-- begin --
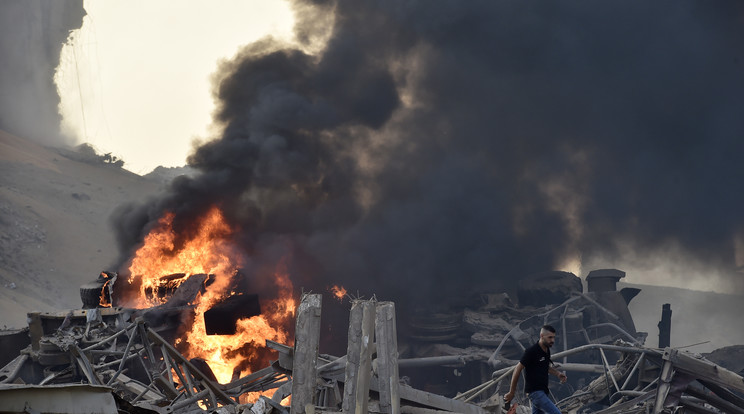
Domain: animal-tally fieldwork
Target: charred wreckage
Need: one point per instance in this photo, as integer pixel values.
(107, 359)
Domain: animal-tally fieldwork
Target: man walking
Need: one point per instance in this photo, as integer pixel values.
(536, 364)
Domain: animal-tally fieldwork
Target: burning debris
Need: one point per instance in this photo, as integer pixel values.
(129, 359)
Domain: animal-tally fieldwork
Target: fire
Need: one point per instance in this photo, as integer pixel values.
(339, 292)
(210, 252)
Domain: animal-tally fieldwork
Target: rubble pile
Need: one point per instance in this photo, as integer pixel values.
(114, 359)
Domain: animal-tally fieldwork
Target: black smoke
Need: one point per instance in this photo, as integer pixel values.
(445, 146)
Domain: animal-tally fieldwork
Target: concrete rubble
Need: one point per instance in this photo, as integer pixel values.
(113, 359)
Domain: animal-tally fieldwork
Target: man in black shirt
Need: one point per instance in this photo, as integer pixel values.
(536, 364)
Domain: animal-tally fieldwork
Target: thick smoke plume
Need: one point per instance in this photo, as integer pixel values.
(32, 33)
(437, 146)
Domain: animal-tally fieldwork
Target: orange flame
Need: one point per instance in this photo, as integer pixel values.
(209, 251)
(339, 292)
-- end --
- [Exercise details]:
Repeat the listing verbatim. Skip the pictures.

- [Response to the exercise]:
Domain: animal-tally fieldwork
Target: charred wreckage
Need: one point per instance in this photo, as integer pixel values.
(107, 359)
Domain: animal-tally fieldwork
Target: man walking
Need: one point per instance in this photo, as integer pixel values.
(536, 364)
Domain: animal-tally fieldwork
Target: burning debris
Need: one point per instance in this photo, as integer pixel values.
(129, 359)
Domain: animal-tally fieldwork
Target: fire
Need: one point per instance in this photo, as integer pixel values.
(339, 292)
(210, 252)
Domain: animal-tally fieldwork
Target: rubble pile
Need: one point per instance in this photo, as integer pixel values.
(114, 359)
Domain: animal-tally fieldwork
Target: black smoke
Need: one point per instance in this photo, as integer pixel values.
(445, 146)
Domain: animal-tally fieldwork
Target: concrete rubble
Need: one point per instance in this photo, as integer pixel values.
(113, 359)
Domain: animal-tally fieldwork
Target: man in black shirt
Need: one point per instance in this photo, as integer pixel values.
(536, 364)
Domain: animal-tally fieldwork
Target: thick smoke plume
Need: one point per instance in this photo, as integer pixel values.
(32, 33)
(437, 146)
Domain: animal-tally fieldwork
Target: orange flame
Need: one point per instance in this photo, as integer pixel values.
(209, 251)
(339, 292)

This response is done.